Op het eerste gezicht lijkt het apotheek pand een weinig opvallend, maar wel gaaf 19de eeuws huis. Bij nadere beschouwing, vallen oudere elementen op. Zoals een pothuis en een 18de eeuws hek. Een hoge winkelruimte met een opkamer. Een paar jaar geleden kwamen tijdens een interne verbouwing, tot ieders verrassing achter een gestuukt plafond balken tevoorschijn, beschilderd met vroeg 17de eeuwse vergulde rozetten en bloemslingers. Minstens zo oud is het onderste gedeelte van het huis.
Apotheker Wijnand Hendrik van der Meulen (1824-1907) kocht de apotheek in 1875. Hij liet toen een nieuw interieur maken, dat er voor een belangrijk deel nog steeds is. Een rond lopende opstand, geschilderd in Berlijns blauw, onderbroken door okergele, gemarmerde pilaartjes met een kapiteel met acanthusblad. Dit alles afgedekt met een koof in Bentheimer grijs, versierd met vergulde 'kralen'.

○ ○ ○

OPDRACHT: Kun je uit het fragment over de apotheek alles vanaf "Op het eerste" tot en met "met vergulde 'kralen'." opnieuw weergeven en daarbij "Berlijns blauw" omdopen tot "Pruisisch blauw"? De rijen doen hier niet ter zake.

○ ○ ○

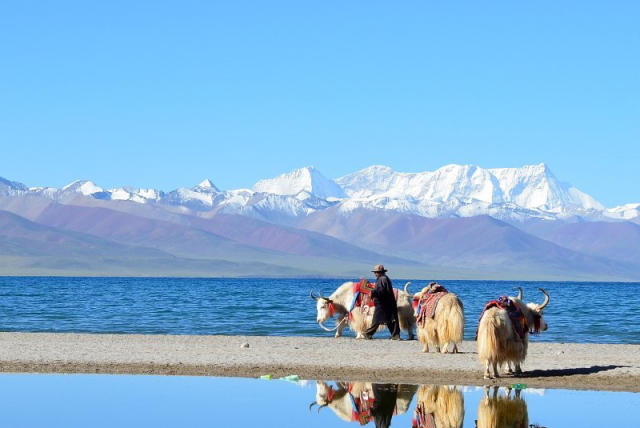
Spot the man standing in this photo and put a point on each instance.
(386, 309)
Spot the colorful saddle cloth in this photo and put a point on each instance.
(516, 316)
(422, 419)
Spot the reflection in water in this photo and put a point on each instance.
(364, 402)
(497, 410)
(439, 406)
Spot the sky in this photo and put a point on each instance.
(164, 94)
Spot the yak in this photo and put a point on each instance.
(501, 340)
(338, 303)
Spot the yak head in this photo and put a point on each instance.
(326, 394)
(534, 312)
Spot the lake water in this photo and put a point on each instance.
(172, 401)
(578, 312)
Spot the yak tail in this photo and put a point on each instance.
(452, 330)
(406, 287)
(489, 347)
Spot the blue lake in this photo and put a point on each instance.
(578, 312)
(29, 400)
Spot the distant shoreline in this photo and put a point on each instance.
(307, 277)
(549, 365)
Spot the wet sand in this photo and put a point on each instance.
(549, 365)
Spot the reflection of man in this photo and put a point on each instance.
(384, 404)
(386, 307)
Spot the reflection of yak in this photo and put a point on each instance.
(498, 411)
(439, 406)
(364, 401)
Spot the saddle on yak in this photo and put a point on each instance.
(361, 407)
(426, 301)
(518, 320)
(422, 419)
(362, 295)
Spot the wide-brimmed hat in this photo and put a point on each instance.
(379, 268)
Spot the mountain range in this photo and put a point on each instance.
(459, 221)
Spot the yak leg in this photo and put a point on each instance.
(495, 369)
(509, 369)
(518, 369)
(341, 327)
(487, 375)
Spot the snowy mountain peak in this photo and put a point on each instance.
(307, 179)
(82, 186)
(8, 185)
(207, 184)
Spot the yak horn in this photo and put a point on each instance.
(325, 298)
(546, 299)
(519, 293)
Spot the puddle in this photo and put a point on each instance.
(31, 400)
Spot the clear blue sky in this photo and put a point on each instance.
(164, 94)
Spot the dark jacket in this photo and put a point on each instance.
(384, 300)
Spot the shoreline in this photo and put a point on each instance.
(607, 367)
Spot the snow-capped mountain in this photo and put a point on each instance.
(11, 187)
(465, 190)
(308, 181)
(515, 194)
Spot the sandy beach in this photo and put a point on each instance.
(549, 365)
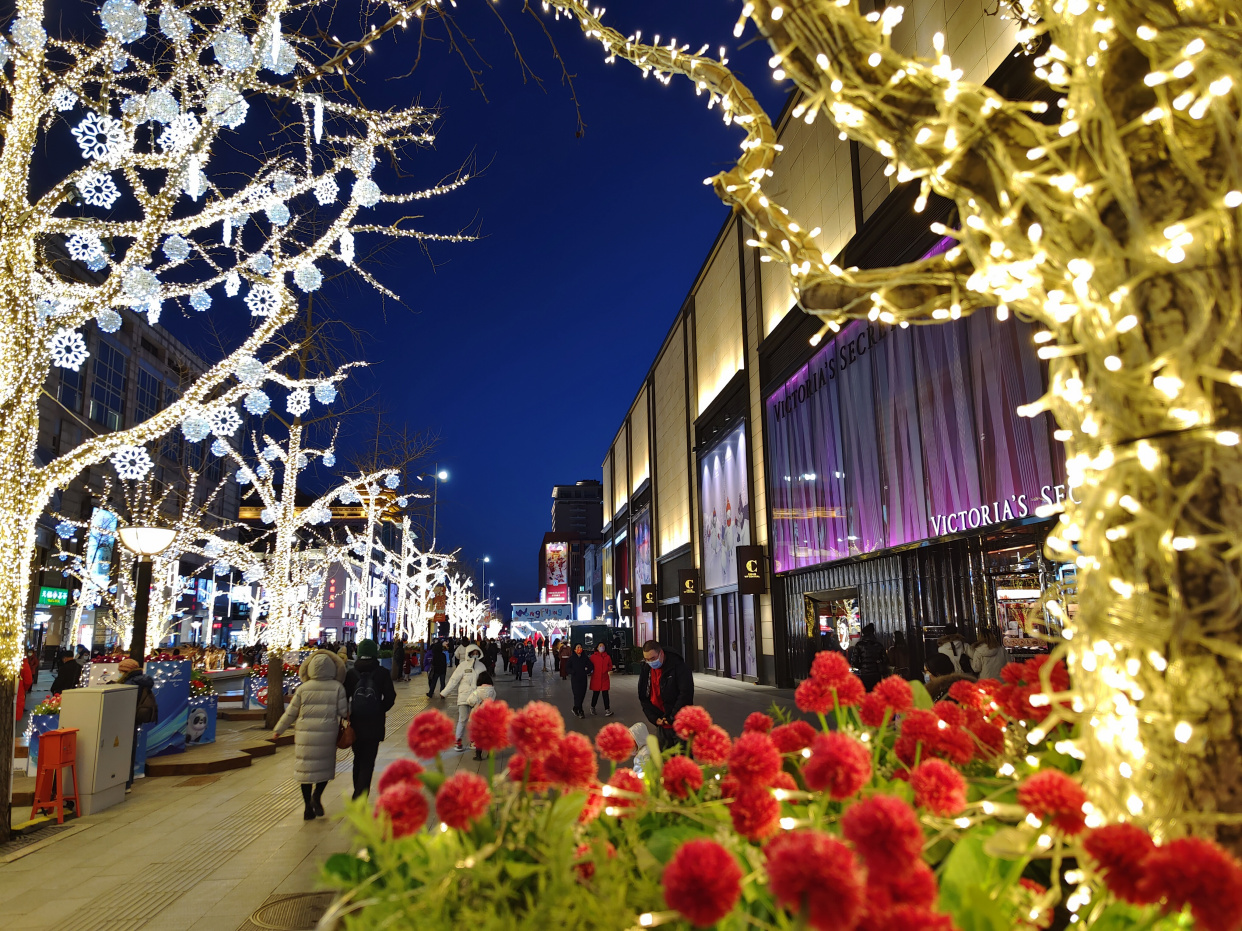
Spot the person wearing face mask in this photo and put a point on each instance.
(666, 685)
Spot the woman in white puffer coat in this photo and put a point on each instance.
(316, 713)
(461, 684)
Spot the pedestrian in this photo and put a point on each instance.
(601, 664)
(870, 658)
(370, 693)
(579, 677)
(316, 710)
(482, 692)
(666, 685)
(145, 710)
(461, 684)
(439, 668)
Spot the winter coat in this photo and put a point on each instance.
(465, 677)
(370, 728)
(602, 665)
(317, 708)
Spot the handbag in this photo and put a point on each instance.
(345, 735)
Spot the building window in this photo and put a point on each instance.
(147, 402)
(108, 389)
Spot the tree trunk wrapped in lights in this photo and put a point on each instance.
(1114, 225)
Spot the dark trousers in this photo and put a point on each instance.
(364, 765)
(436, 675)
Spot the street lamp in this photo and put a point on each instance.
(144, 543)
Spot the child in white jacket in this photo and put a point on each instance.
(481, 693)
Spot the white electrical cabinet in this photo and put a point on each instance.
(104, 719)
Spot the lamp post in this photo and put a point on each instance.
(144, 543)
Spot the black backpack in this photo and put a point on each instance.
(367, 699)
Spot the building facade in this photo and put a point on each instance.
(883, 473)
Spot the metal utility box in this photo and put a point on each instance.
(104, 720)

○ ○ ○

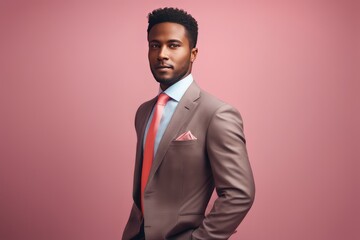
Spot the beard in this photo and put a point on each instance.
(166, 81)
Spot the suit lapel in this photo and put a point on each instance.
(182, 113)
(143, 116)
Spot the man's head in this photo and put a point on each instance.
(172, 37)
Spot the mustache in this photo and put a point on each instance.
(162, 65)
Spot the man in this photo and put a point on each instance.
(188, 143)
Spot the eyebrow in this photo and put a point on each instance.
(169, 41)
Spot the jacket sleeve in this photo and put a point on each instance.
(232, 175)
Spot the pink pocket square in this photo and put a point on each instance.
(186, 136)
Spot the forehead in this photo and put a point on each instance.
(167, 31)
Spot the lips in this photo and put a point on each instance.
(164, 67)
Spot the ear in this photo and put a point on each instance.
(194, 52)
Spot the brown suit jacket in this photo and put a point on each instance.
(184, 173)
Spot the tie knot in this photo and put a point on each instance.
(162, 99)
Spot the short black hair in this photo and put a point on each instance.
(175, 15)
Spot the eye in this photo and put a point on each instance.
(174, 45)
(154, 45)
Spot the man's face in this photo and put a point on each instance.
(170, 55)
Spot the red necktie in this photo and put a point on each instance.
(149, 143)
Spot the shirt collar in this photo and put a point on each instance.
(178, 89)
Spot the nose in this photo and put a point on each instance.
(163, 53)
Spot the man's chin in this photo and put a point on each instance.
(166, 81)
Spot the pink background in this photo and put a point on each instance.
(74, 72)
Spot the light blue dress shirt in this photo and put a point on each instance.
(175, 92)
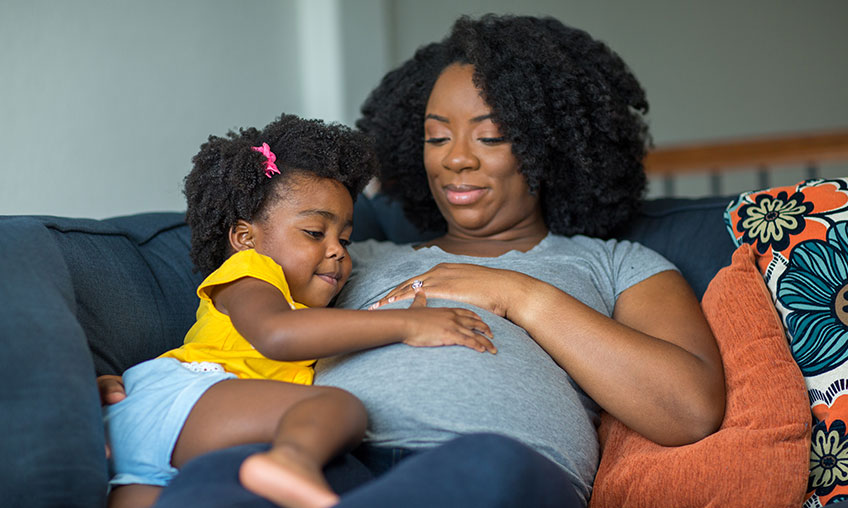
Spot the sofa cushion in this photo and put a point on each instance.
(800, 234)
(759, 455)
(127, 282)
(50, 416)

○ ○ ○

UITVOER:
Op het eerste gezicht lijkt het apotheek pand een weinig opvallend, maar wel gaaf 19de eeuws huis. Bij nadere beschouwing, vallen oudere elementen op. Zoals een pothuis en een 18de eeuws hek. Een hoge winkelruimte met een opkamer. Een paar jaar geleden kwamen tijdens een interne verbouwing, tot ieders verrassing achter een gestuukt plafond balken tevoorschijn, beschilderd met vroeg 17de eeuwse vergulde rozetten en bloemslingers. Minstens zo oud is het onderste gedeelte van het huis.
Apotheker Wijnand Hendrik van der Meulen (1824-1907) kocht de apotheek in 1875. Hij liet toen een nieuw interieur maken, dat er voor een belangrijk deel nog steeds is. Een rond lopende opstand, geschilderd in Pruisisch blauw, onderbroken door okergele, gemarmerde pilaartjes met een kapiteel met acanthusblad. Dit alles afgedekt met een koof in Bentheimer grijs, versierd met vergulde 'kralen'.